◆ GIVEN RECORDS ◆
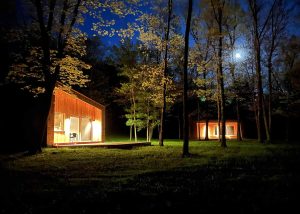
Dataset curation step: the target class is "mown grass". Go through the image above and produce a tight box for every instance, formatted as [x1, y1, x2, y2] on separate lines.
[0, 139, 300, 214]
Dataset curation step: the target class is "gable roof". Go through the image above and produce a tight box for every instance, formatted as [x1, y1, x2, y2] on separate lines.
[55, 82, 105, 110]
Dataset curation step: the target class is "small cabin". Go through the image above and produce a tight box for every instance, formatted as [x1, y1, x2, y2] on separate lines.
[47, 84, 105, 147]
[195, 120, 240, 140]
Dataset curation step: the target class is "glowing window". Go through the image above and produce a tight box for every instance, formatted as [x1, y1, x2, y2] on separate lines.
[70, 117, 79, 141]
[214, 126, 218, 135]
[226, 125, 234, 135]
[81, 117, 92, 141]
[54, 112, 64, 131]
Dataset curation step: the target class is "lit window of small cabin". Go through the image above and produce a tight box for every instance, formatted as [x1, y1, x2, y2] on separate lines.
[226, 125, 234, 135]
[54, 112, 64, 131]
[214, 125, 218, 135]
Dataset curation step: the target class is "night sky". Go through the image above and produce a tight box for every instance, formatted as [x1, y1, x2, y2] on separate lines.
[80, 0, 300, 47]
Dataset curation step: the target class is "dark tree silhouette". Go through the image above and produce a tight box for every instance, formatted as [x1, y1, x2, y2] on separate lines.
[183, 0, 193, 157]
[159, 0, 173, 147]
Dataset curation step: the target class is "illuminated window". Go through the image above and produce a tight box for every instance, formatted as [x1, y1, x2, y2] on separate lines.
[81, 117, 92, 141]
[226, 125, 234, 135]
[214, 126, 218, 135]
[54, 112, 64, 131]
[70, 117, 79, 141]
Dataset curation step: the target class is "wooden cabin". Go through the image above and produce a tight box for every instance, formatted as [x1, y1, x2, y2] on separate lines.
[47, 84, 105, 147]
[195, 120, 241, 140]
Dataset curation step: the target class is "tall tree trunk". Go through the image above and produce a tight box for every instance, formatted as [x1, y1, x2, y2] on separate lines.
[217, 6, 226, 148]
[254, 37, 265, 143]
[159, 107, 165, 144]
[29, 83, 55, 154]
[248, 0, 277, 143]
[216, 64, 221, 142]
[229, 63, 242, 142]
[205, 119, 209, 140]
[211, 0, 226, 147]
[285, 92, 290, 143]
[159, 0, 172, 147]
[131, 89, 137, 142]
[262, 96, 270, 141]
[146, 100, 150, 142]
[217, 89, 221, 141]
[130, 125, 132, 141]
[146, 126, 149, 142]
[178, 117, 181, 139]
[203, 69, 209, 141]
[129, 96, 133, 141]
[182, 0, 192, 157]
[265, 0, 288, 143]
[236, 99, 242, 141]
[267, 57, 273, 143]
[149, 126, 153, 142]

◆ YOUR OBJECTIVE ◆
From the first line to the last, reproduce the listing above exactly, leaving the pictures out.

◆ SOLUTION BELOW ◆
Dataset curation step: the target class is "mown grass". Go through the image above and produce a tight box for every instance, formatted as [x1, y1, x2, y2] on separate lines.
[0, 139, 300, 214]
Dataset curation step: the target class is "gable roof". Go through the image above and produce a tight box for every instance, formatted as [x1, y1, x2, y2] on separate lines.
[55, 82, 105, 110]
Dataset curation step: the target class is "small cabin". Go through the image above and produce a tight box for every instance, formatted as [x1, y1, x2, y2] on separate lines.
[47, 84, 105, 147]
[195, 120, 240, 140]
Dataset curation step: the target class is "glowing window". Go through the image above and produce a tight box for every instance, formatted as [x1, y1, x2, y2] on separate lines.
[70, 117, 79, 141]
[214, 126, 218, 135]
[226, 125, 234, 135]
[81, 117, 92, 141]
[54, 112, 64, 131]
Dataset curation step: the target class is "lit window of small cabin". Go through the image above and produce a tight box for every instance, formatted as [x1, y1, x2, y2] on separate lines.
[226, 125, 234, 135]
[54, 112, 64, 131]
[214, 125, 218, 135]
Dataset curation step: the target class is "night sky". Go through the image above and produce a tight box for every instance, formatted as [x1, y1, x2, y2] on separate lines.
[80, 0, 300, 47]
Dataset curation step: the target class is "dark tree silhouette". Go through the image above and produce a tight box for every instance, formatted as [x1, y1, x2, y2] on separate lines.
[183, 0, 193, 157]
[159, 0, 173, 147]
Dataset curation step: the target class is "illuminated window". Go through the image above and produce a tight box for every instance, formatted as [x1, y1, x2, y2] on separate lines.
[81, 117, 92, 141]
[226, 125, 234, 135]
[214, 126, 218, 135]
[54, 112, 64, 131]
[70, 117, 79, 141]
Dataset curation step: the target class is "wooden cabin". Go through the image above and produce a tight box for every instance, formatted as [x1, y1, x2, y2] on separate lines.
[47, 84, 105, 147]
[195, 120, 241, 140]
Dataset curation step: the target class is "tall tree trunk". Go through the image above and produce a tight box for every instance, formatted as [x1, y1, x2, y2] on separate lines.
[217, 6, 226, 148]
[254, 37, 265, 143]
[159, 107, 165, 144]
[29, 83, 55, 154]
[248, 0, 277, 143]
[216, 64, 221, 142]
[229, 63, 242, 142]
[205, 119, 209, 140]
[211, 0, 226, 147]
[285, 92, 290, 143]
[159, 0, 172, 147]
[131, 89, 137, 142]
[262, 96, 270, 141]
[146, 100, 150, 142]
[217, 89, 221, 141]
[130, 125, 132, 141]
[146, 126, 149, 142]
[178, 117, 181, 139]
[203, 69, 209, 141]
[129, 96, 133, 141]
[182, 0, 192, 157]
[265, 0, 288, 143]
[236, 99, 242, 141]
[267, 57, 273, 143]
[149, 126, 153, 142]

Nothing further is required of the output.